__SUPPLIED TEXT__:

+---+

The Day of Judgement

The Day of Judgement

by Eliezer Segal

The portrayal of Rosh Hashanah as a “Day of Judgement” dominates the liturgy and customs of the holiday season. As the tradition perceives it, between the New Year and the Day of Atonement God sits in judgement over all mankind to determine our fates for the coming year.

This symbolism is drawn upon to great effect by the authors of the piyyutim, the liturgical poems composed to enhance the statutory prayers of the season. The Jewish people, alongside the rest of humanity, are depicted as standing in a divine court-room, pleading for mercy.

If judged according to the merits of our case, we all deserve punishment. Our only hope is to persuade God to suspend the laws, or to remind him of outstanding favours owed to our forefathers.

In describing the atmosphere of the court, the rabbis and poets based themselves upon settings that were familiar to them. The court-room is of course a well-trodden venue of Talmudic Judaism and provides a wealth of details that can be elaborated in sermons and piyyutim.



No Lawyers 

It is therefore most surprising to find that the court scenes that appear so prominently in rabbinic midrash and prayers as models for God’s judgment of mankind are, for the most part (for reasons that are not entirely evident to me), not Jewish courts at all, but Hellenistic and Roman ones.

This fact becomes clear when we look at some of the procedural terms that are mentioned. In many of the texts, we read of debates between a sanegor and a kategor–a prosecuting and defending attorney. These are none other than the synegoros and kategoros of the Hellenistic judicial system.

In our sources the position of kategor is often filled by angels, who are believed to hold a mild grudge against the Jews for usurping Gods special favours. The job of sanegor is likely to be held by the Hebrew Patriarchs, by personified representations of the “Congregation of Israel,” by a person’s virtuous deeds, etc.

Thus, in a well-known talmudic discussion, the rabbis explain why a shofar cannot be fashioned from a cow’s horn because “the kategor cannot serve as sanegor;” that is to say, the cow’s horn, which holds incriminating associations with the Israelites’ worship of the Golden Calf, cannot properly perform its designated function of arguing the Jews’ case before the divine tribunal.

+---+

__GIVEN ENTRIES__:
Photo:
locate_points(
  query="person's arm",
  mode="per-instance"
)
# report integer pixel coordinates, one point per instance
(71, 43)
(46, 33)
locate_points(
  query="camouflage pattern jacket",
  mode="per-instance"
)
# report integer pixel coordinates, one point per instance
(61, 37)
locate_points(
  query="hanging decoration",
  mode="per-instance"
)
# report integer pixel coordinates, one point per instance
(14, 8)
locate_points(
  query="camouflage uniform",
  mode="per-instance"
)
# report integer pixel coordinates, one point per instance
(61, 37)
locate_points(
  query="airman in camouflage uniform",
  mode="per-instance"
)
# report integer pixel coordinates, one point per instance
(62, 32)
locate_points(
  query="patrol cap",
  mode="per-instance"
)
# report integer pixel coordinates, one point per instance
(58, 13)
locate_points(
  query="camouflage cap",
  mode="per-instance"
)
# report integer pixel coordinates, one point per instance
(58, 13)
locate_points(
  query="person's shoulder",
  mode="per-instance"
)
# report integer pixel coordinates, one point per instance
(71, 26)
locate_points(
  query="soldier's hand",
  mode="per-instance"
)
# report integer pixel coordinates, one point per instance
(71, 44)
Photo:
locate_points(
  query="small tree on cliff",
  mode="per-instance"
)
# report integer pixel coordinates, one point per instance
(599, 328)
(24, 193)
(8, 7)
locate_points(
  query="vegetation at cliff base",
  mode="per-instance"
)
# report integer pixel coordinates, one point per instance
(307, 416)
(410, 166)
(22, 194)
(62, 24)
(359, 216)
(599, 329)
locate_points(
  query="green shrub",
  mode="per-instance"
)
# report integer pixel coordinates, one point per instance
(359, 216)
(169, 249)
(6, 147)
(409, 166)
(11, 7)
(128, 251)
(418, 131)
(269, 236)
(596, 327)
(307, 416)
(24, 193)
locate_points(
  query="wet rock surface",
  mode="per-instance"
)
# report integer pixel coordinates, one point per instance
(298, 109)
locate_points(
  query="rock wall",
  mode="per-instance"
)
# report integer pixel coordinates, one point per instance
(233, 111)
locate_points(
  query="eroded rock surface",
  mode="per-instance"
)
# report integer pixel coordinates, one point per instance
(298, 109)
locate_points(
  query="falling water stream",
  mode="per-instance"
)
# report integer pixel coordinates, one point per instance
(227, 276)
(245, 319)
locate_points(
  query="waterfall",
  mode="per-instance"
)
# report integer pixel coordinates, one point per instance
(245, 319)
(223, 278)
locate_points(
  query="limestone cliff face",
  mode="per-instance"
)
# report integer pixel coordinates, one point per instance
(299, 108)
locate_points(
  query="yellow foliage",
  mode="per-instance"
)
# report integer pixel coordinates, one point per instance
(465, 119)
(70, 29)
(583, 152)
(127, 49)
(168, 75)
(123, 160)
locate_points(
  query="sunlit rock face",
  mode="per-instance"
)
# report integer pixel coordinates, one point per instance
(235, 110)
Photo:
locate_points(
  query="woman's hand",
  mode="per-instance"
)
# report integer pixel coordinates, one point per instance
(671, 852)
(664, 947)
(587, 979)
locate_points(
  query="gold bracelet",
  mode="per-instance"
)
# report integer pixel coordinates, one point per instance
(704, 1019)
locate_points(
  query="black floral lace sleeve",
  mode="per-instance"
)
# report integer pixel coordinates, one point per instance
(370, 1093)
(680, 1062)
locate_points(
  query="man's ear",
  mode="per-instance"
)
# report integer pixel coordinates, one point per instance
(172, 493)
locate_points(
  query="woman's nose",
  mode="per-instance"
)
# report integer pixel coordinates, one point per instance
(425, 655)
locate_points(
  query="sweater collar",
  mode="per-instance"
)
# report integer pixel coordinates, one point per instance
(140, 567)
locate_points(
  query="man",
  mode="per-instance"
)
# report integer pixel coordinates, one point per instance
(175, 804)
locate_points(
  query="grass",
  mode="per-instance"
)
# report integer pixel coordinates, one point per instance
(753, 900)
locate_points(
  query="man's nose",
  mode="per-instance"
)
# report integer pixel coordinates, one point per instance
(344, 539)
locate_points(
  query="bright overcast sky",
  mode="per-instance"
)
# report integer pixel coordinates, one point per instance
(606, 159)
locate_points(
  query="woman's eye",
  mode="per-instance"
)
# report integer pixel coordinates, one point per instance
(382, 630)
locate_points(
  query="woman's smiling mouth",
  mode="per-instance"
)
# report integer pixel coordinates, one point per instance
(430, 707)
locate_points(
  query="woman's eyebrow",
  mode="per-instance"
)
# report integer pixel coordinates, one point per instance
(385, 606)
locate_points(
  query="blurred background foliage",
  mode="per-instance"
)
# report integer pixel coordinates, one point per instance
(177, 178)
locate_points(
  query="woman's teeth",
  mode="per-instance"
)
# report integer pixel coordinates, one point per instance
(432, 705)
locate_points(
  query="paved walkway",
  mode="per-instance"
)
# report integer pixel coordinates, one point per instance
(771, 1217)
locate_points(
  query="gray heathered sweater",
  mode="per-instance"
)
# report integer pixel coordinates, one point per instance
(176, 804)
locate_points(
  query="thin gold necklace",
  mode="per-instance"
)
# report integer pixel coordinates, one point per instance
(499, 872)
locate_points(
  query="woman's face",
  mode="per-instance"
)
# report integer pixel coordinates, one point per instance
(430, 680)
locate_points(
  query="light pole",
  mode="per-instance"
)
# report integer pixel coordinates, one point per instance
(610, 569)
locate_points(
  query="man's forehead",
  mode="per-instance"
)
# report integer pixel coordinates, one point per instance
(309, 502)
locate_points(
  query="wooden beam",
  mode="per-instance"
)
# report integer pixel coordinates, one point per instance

+---+

__THINGS TO DO__:
A. Answer the following questions using the text on the Day of Judgement, and mark each answer (i), (ii) or (iii) to match its question.
(i) Between which two occasions does God sit in judgement over all mankind?
(ii) What are the piyyutim?
(iii) Who often fills the position of kategor?
B. Return every line of the records that contains the string "sweater", matching case exactly.

__TASK RESULTS__:
A.
(i) Between the New Year and the Day of Atonement.
(ii) Liturgical poems composed to enhance the statutory prayers of the season.
(iii) Angels.

B.
  query="sweater collar",
  query="gray heathered sweater",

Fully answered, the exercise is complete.